» Work instruction
How many lines below contain the string "positive", with case taken into account? Reply with the number alone.

» Records provided
[Start of section]

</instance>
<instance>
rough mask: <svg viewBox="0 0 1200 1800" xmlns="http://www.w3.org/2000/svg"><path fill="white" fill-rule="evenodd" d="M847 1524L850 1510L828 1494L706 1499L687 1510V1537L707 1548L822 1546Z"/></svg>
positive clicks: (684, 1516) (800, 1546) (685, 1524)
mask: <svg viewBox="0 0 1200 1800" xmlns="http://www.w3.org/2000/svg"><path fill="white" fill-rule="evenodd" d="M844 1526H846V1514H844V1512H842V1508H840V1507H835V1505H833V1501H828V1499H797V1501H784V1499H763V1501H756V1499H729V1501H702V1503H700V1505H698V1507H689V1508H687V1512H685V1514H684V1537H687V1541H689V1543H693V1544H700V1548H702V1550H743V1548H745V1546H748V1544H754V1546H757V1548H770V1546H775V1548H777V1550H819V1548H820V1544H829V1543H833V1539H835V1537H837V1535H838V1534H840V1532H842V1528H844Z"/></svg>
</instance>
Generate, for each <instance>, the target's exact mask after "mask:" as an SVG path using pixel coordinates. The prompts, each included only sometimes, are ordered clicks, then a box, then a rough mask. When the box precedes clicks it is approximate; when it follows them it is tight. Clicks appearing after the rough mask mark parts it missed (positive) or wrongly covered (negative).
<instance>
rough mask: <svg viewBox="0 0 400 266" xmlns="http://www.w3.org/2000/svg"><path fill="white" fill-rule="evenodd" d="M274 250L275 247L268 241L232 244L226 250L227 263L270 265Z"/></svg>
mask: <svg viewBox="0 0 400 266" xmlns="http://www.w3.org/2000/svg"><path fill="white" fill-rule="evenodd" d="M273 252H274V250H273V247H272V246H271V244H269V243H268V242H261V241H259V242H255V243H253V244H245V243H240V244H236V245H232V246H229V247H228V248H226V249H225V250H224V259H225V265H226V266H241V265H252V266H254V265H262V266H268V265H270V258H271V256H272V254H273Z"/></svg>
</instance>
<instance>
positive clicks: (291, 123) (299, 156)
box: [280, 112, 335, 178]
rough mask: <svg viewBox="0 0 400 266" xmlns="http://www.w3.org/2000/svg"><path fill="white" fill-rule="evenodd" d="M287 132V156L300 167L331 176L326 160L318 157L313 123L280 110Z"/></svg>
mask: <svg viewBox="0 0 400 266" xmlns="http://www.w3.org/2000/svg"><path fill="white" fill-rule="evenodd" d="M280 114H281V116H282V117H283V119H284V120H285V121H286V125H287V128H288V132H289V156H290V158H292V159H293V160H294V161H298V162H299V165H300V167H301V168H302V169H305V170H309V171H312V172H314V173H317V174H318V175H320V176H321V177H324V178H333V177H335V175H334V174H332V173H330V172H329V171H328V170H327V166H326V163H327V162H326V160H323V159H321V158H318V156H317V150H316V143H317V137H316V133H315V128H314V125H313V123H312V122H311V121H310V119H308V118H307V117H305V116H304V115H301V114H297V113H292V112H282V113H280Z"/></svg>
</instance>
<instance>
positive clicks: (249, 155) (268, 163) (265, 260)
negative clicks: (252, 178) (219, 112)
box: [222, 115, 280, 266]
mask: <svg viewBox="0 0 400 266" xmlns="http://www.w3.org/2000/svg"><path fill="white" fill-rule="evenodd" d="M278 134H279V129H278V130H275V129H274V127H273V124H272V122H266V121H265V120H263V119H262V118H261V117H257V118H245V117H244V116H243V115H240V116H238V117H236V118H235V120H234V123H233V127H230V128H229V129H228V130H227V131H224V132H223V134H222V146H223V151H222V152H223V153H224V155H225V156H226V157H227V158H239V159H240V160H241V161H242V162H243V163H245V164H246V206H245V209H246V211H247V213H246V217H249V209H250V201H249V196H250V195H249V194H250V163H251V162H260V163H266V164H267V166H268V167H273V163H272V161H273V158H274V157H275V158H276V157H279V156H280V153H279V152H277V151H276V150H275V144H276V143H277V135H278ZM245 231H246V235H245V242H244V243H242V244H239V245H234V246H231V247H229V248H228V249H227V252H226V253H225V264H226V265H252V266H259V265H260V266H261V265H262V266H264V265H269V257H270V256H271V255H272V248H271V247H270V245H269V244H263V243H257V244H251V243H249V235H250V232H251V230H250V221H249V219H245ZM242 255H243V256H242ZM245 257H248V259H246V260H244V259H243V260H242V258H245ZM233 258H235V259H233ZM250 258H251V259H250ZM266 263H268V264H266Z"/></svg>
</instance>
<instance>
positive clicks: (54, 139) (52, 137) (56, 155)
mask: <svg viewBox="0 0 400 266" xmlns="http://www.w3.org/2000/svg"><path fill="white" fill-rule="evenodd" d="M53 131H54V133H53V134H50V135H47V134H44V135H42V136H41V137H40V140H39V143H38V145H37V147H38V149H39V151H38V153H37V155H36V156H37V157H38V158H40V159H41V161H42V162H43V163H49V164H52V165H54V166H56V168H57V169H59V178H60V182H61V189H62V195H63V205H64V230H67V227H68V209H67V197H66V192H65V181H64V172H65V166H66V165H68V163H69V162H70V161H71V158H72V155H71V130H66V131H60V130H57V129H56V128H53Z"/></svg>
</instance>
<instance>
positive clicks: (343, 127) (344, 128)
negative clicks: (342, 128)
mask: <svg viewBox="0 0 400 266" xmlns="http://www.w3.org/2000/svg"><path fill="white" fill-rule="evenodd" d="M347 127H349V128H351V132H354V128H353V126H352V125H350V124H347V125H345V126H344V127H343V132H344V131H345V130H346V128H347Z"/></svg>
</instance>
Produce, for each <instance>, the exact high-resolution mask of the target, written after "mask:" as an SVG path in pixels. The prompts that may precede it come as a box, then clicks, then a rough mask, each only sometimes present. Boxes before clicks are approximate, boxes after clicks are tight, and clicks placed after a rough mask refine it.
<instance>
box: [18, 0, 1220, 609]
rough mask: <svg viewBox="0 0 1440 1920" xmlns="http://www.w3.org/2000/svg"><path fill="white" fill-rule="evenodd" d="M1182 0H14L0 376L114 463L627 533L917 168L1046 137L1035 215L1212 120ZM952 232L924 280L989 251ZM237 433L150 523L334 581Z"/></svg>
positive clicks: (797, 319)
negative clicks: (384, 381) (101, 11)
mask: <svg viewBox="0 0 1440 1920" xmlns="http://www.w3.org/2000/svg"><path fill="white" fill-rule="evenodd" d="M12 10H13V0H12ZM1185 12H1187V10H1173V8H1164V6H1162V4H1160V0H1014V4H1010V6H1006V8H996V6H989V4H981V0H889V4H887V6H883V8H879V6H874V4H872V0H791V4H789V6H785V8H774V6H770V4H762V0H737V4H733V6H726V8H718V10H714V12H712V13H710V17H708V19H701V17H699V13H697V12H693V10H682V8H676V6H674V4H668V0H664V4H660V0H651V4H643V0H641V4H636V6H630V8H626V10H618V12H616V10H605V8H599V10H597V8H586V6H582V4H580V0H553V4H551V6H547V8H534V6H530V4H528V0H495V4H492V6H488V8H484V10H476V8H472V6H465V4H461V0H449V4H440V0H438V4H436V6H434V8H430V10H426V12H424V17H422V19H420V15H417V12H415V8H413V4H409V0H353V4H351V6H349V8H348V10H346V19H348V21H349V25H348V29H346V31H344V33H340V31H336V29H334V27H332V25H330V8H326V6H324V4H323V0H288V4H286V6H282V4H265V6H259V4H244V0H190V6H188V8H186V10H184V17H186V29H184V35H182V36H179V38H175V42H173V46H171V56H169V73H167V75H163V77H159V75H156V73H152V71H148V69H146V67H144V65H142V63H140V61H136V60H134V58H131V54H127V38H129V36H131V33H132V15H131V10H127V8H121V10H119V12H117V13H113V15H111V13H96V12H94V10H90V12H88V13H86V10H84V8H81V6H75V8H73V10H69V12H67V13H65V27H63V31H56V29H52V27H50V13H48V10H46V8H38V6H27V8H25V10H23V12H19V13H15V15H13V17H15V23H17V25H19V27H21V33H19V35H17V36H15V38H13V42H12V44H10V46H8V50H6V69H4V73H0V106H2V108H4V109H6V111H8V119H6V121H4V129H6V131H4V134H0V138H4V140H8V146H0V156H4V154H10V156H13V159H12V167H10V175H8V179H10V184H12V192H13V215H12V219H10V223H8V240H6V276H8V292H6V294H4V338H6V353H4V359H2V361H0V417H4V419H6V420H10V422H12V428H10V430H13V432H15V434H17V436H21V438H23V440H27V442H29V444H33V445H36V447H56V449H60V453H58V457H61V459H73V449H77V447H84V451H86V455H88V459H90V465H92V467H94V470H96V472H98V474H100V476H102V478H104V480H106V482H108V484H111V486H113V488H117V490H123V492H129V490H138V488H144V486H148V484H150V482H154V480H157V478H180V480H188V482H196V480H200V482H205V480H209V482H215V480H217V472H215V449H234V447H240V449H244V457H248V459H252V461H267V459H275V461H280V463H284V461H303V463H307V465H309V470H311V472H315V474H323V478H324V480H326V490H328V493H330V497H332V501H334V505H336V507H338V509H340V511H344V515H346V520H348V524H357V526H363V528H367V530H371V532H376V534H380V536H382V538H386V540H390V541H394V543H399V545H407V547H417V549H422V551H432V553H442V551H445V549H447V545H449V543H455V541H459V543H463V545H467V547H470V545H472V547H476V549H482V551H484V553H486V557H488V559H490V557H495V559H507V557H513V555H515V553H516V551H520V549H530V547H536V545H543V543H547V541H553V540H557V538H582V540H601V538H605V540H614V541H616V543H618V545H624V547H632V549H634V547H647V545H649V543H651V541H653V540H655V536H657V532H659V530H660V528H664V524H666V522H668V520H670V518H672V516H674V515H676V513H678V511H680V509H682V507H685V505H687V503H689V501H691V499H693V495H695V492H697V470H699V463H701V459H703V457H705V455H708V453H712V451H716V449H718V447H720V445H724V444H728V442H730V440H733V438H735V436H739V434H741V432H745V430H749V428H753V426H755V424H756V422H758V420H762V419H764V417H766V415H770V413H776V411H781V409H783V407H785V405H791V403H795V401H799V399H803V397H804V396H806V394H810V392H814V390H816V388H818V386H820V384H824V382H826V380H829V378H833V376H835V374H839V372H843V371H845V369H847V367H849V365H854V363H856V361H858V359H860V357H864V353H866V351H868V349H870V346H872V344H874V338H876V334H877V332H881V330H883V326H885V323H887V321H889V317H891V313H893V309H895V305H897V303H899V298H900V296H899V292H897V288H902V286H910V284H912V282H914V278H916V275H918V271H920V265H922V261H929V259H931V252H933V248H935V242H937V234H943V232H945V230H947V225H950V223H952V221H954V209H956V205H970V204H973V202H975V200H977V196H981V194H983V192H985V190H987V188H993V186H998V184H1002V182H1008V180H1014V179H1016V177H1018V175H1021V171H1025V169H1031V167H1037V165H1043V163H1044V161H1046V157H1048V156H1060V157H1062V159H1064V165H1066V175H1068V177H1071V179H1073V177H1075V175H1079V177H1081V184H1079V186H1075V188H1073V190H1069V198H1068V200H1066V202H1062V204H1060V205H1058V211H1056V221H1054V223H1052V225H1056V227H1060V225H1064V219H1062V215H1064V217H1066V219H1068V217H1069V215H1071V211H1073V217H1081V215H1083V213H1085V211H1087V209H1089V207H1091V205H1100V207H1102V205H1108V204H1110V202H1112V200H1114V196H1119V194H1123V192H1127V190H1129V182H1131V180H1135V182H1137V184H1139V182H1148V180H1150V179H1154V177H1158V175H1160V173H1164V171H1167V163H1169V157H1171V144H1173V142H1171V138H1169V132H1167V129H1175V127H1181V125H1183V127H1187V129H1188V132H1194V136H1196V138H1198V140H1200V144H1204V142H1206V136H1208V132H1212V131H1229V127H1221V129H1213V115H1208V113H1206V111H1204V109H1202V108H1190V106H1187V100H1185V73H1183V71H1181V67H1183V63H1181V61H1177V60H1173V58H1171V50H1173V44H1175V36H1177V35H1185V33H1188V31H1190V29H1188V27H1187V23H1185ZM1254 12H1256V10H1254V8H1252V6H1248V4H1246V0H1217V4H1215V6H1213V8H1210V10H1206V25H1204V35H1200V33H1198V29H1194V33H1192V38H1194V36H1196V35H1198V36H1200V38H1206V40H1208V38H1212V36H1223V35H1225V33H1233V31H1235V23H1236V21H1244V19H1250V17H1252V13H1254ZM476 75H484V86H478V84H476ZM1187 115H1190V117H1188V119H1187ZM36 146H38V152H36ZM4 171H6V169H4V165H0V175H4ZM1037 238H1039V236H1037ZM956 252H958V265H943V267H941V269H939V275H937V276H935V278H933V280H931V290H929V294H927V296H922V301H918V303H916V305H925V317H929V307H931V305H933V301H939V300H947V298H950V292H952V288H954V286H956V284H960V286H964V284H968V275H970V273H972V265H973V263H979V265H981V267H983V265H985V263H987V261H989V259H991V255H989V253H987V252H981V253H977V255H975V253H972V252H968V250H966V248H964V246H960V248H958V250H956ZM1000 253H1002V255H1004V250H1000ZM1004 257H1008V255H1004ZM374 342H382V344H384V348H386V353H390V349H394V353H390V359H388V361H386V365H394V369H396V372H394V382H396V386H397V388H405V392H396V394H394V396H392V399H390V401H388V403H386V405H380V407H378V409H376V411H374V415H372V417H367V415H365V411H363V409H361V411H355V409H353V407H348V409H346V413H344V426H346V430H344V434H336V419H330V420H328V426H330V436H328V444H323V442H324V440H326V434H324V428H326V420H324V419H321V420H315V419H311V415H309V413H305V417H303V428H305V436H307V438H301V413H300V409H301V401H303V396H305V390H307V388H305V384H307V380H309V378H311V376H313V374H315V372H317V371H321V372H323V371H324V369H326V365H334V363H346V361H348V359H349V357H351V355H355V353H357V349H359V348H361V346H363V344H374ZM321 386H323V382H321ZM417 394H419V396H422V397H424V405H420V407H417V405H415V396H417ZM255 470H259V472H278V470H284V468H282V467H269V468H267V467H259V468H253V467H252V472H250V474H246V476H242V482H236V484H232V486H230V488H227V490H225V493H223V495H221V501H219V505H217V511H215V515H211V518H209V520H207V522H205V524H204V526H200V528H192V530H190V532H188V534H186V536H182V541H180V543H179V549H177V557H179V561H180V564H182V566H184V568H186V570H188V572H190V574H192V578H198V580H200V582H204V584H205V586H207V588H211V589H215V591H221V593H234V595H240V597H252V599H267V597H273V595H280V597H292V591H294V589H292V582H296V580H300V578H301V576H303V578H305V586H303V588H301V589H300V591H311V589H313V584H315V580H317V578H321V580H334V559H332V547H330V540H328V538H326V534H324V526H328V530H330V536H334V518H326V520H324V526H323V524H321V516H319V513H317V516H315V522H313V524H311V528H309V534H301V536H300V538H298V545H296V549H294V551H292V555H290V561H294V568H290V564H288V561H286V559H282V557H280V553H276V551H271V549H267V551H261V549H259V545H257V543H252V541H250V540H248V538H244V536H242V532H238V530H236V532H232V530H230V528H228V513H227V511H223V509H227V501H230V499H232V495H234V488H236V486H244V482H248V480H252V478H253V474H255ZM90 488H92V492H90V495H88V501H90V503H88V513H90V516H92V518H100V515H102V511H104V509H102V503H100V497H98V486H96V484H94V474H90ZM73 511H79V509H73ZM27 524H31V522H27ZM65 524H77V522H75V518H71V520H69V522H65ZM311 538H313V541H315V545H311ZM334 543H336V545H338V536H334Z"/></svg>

[End of section]

» Your solution
7